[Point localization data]
[Start of Attachment]
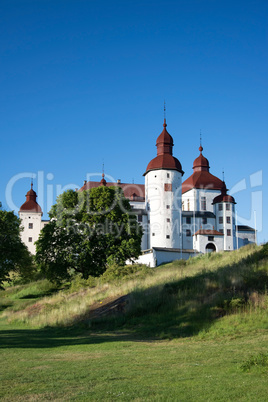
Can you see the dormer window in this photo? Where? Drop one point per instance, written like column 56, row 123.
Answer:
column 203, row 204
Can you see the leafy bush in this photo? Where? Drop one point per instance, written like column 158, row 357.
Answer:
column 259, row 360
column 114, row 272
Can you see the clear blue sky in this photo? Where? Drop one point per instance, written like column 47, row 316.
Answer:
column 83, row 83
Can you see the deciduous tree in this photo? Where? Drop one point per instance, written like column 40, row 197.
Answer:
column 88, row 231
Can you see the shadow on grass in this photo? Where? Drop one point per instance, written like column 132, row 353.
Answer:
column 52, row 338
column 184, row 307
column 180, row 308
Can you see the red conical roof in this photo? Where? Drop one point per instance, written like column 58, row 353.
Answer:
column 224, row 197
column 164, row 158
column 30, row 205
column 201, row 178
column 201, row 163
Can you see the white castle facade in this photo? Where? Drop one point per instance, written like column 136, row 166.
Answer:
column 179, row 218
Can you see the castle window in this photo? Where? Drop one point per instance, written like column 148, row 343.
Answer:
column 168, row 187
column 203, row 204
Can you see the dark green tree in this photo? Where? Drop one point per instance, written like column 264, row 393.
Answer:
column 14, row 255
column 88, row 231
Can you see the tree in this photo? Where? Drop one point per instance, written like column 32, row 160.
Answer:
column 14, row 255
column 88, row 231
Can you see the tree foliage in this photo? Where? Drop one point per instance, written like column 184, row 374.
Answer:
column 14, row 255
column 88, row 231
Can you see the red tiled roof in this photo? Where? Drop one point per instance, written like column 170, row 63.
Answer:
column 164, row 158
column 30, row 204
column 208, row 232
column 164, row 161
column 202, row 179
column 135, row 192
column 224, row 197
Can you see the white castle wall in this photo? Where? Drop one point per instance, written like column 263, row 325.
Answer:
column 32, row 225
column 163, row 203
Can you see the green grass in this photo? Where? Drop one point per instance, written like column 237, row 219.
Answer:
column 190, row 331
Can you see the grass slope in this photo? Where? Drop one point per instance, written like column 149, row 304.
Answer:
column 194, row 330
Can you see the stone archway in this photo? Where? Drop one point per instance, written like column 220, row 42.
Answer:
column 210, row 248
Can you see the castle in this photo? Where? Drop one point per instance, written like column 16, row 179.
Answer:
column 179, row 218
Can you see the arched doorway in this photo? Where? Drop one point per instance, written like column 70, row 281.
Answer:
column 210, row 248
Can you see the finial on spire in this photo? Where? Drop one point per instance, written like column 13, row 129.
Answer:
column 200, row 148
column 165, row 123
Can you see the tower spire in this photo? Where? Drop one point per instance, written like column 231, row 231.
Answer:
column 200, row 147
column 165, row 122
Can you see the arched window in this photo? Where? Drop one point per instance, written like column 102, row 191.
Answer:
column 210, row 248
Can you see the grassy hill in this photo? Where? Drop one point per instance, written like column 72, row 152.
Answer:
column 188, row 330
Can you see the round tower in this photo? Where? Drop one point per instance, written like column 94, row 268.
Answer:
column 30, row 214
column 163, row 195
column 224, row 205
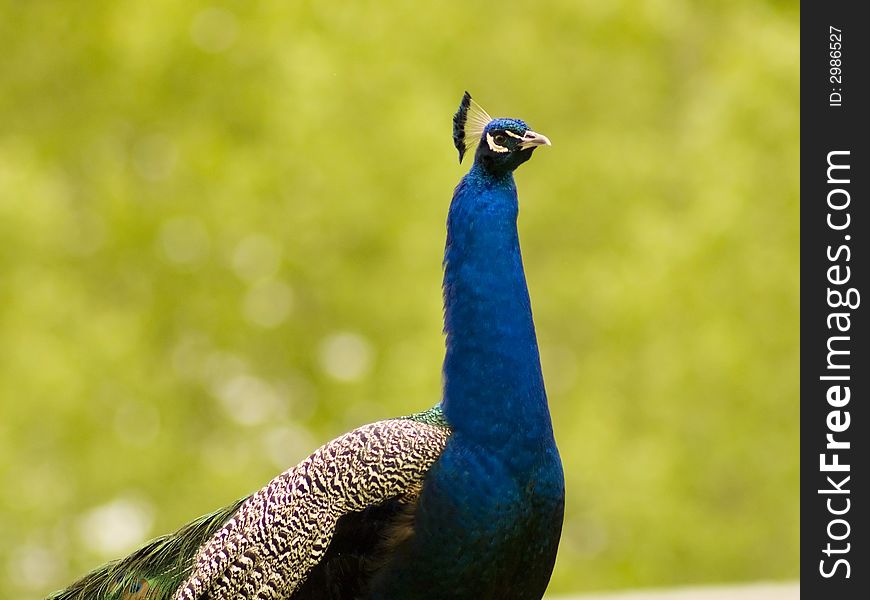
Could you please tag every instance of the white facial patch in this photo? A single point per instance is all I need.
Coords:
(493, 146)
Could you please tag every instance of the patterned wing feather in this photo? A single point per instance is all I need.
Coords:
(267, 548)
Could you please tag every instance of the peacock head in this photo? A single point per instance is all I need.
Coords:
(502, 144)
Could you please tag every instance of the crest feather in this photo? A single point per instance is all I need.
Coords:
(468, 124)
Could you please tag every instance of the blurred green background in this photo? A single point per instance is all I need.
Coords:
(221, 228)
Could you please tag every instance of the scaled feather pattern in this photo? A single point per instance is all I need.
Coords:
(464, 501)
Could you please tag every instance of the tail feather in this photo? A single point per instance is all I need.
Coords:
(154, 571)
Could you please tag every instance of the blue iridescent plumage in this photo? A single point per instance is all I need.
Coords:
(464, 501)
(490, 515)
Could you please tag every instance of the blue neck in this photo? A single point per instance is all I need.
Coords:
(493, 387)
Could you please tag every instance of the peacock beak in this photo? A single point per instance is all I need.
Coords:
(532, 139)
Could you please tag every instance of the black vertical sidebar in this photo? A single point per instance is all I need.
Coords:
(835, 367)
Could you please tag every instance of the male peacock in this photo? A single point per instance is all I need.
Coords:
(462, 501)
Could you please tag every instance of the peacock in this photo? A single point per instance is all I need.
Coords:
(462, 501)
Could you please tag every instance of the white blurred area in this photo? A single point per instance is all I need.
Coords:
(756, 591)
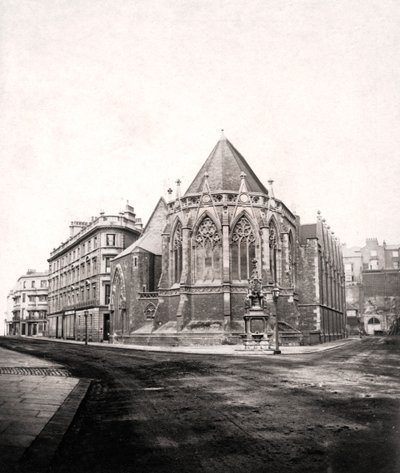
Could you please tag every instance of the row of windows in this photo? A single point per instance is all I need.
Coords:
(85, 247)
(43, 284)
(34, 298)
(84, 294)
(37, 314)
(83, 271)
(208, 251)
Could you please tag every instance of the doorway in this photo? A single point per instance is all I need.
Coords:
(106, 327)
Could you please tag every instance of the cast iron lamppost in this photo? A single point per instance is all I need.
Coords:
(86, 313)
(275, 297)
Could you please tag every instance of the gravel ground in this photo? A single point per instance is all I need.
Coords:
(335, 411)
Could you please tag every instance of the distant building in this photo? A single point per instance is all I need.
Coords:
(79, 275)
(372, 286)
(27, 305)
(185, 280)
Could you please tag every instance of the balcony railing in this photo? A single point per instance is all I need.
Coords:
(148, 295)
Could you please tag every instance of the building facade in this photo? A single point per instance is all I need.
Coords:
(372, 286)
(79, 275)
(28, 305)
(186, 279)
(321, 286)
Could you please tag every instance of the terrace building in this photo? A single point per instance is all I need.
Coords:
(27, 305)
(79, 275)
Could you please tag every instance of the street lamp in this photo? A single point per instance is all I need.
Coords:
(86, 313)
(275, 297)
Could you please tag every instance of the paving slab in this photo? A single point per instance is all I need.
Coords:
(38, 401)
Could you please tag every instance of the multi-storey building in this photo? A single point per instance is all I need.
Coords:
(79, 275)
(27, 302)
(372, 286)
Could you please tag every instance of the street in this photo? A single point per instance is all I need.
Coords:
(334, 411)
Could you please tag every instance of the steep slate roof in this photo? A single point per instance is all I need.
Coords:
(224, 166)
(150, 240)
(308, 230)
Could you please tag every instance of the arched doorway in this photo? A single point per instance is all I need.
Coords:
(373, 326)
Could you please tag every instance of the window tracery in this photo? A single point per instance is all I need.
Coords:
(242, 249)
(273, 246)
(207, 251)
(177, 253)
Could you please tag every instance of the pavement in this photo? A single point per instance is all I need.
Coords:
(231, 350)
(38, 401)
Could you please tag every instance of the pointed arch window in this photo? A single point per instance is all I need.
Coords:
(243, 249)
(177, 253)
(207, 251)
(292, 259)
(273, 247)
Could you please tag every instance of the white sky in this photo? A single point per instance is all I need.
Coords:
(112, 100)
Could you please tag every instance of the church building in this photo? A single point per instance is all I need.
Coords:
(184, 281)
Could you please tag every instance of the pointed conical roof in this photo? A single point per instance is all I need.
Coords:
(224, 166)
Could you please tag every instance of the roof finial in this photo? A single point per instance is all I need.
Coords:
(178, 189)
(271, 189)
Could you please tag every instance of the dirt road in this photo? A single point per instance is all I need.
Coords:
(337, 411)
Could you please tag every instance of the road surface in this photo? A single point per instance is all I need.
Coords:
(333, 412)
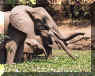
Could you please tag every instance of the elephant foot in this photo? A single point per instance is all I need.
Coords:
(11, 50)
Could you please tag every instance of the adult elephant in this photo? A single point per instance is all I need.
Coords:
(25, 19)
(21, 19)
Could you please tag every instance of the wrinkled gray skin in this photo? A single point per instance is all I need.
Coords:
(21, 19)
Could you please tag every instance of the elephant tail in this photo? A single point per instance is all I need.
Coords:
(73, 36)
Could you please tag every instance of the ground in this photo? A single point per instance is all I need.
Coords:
[End of Attachment]
§ What you have to do
What lines above contain "castle"? Copy them out.

§ Written answer
Can you see the white castle facade in this photo? Where? Drop one point per instance, written like column 136, row 166.
Can you see the castle window in this photo? Where? Drop one point per instance, written like column 148, row 343.
Can you see the white castle wall in this photo? Where? Drop one point per instance, written like column 263, row 325.
Can you see the castle in this photo? Where? Drop one point per instance, written like column 16, row 179.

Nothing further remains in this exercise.